→ **What the exercise asks**
Could you write out the listing again, starting at the line containing "# point at: barbed wire (one per instance)" and ending at the end of the listing, with "rusty wire" changed to "corroded wire" and everything else kept the same?

— Start of Data provided —

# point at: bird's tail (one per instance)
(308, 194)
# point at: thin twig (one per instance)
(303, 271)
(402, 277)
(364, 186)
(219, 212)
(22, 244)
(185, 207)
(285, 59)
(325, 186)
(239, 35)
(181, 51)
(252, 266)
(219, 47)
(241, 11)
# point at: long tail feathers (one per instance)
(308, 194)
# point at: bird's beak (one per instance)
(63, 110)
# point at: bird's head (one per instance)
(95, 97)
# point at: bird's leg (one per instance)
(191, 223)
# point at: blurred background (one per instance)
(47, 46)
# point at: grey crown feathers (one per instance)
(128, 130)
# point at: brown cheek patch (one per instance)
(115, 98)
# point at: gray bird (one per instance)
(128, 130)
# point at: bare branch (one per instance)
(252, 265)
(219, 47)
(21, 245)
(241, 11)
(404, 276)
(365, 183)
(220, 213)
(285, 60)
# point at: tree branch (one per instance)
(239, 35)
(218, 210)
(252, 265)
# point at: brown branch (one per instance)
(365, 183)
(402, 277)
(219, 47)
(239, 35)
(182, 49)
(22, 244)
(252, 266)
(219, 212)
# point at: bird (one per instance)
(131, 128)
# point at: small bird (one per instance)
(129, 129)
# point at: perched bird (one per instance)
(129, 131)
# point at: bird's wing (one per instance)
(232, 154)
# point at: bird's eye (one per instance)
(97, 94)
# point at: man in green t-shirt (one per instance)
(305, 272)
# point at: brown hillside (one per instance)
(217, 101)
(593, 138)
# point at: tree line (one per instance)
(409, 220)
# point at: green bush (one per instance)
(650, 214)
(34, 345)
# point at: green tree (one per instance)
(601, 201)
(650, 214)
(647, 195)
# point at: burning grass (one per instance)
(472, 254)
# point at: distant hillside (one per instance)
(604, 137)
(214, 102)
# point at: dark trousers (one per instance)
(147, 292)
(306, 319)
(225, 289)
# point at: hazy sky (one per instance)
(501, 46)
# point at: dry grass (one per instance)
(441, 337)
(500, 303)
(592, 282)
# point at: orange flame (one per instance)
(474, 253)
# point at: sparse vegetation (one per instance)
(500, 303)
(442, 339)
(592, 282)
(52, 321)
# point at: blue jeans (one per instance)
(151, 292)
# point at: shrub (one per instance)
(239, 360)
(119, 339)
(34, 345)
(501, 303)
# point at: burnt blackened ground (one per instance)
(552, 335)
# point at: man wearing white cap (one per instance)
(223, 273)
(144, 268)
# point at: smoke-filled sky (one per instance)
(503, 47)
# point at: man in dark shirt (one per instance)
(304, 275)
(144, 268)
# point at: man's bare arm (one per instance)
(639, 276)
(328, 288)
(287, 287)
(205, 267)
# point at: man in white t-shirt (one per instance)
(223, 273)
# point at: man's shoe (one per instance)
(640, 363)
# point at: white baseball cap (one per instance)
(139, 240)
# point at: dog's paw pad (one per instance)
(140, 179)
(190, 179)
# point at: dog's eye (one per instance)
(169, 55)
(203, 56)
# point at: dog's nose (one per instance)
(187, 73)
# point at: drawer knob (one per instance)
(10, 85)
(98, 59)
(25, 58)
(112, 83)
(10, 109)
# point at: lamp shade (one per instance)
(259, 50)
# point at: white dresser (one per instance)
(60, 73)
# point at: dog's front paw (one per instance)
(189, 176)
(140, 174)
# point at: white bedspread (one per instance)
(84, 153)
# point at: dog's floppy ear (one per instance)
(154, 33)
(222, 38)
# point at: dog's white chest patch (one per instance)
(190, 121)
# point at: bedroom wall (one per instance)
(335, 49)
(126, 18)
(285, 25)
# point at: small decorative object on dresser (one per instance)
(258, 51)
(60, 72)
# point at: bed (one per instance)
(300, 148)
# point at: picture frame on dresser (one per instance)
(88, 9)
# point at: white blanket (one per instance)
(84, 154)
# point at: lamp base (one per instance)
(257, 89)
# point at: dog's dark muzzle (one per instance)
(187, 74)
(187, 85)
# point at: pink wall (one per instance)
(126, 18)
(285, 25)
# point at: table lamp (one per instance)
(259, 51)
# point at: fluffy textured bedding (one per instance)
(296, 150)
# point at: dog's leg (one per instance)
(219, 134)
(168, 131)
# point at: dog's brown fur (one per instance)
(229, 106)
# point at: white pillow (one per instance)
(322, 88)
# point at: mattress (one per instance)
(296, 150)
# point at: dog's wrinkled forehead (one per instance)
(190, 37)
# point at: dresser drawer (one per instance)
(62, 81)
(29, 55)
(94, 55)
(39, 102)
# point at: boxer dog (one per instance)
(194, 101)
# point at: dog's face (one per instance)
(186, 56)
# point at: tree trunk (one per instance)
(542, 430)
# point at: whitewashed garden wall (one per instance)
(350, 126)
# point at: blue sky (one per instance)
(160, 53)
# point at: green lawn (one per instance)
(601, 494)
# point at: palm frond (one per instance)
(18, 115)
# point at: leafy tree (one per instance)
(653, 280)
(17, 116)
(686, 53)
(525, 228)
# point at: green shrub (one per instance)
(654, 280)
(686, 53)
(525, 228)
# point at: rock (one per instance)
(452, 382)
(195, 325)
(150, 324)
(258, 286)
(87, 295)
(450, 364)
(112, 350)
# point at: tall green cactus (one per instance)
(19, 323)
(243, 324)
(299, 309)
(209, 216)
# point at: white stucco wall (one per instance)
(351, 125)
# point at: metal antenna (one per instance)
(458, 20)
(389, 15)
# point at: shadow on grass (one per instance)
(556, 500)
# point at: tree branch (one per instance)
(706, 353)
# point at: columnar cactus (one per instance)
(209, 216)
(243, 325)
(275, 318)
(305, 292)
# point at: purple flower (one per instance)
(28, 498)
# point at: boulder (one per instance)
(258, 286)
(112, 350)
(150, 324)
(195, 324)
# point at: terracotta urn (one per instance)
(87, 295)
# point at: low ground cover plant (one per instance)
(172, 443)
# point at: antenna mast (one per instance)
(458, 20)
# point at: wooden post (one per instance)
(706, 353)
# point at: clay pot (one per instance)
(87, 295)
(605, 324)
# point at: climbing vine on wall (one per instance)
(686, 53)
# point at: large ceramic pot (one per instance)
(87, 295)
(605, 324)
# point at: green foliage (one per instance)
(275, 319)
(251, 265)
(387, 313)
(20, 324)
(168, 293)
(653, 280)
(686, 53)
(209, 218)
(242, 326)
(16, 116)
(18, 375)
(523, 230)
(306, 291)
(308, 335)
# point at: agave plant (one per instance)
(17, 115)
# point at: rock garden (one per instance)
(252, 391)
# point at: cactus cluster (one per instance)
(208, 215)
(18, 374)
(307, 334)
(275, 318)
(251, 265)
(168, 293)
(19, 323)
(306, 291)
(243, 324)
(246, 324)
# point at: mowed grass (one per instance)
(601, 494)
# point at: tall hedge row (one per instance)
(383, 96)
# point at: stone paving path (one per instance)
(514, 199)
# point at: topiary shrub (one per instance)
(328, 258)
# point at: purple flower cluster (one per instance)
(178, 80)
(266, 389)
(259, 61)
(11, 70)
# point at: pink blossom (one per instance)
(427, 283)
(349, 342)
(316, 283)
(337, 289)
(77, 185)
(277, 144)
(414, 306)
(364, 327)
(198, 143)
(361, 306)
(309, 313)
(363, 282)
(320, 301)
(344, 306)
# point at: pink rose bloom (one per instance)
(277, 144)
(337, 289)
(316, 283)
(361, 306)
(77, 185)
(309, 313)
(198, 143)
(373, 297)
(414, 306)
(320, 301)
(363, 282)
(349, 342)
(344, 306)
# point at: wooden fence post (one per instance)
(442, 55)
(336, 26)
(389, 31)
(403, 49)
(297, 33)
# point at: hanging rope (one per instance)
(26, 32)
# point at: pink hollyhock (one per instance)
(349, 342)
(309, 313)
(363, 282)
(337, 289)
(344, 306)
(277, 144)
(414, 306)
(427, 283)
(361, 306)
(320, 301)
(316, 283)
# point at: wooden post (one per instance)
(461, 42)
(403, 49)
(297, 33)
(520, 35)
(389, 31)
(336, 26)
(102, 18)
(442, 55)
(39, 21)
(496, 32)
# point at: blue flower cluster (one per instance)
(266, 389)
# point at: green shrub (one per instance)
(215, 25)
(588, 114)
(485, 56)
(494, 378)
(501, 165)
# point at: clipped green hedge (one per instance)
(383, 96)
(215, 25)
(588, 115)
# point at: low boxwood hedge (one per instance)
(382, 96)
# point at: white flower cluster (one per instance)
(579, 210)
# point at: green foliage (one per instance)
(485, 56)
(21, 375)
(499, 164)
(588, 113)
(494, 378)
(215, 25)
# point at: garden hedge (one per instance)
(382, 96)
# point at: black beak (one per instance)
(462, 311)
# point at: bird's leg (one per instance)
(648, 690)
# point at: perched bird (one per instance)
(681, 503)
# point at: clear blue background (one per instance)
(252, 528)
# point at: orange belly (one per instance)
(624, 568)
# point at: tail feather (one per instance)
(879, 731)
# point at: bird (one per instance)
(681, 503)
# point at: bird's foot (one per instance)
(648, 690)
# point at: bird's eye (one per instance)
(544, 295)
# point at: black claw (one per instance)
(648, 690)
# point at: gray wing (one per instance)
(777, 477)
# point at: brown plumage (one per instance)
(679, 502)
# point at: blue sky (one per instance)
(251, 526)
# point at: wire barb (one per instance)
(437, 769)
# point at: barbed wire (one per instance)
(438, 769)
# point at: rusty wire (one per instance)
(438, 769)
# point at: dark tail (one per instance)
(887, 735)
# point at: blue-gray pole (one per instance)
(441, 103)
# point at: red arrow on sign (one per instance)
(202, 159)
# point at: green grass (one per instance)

— End of Data provided —

→ **Exercise output**
# point at: barbed wire (one per instance)
(438, 769)
# point at: corroded wire (one per instance)
(438, 769)
# point at: dark tail (one per instance)
(887, 735)
# point at: blue-gray pole (one per instance)
(441, 103)
# point at: red arrow on sign (one per instance)
(202, 159)
# point at: green grass (one per instance)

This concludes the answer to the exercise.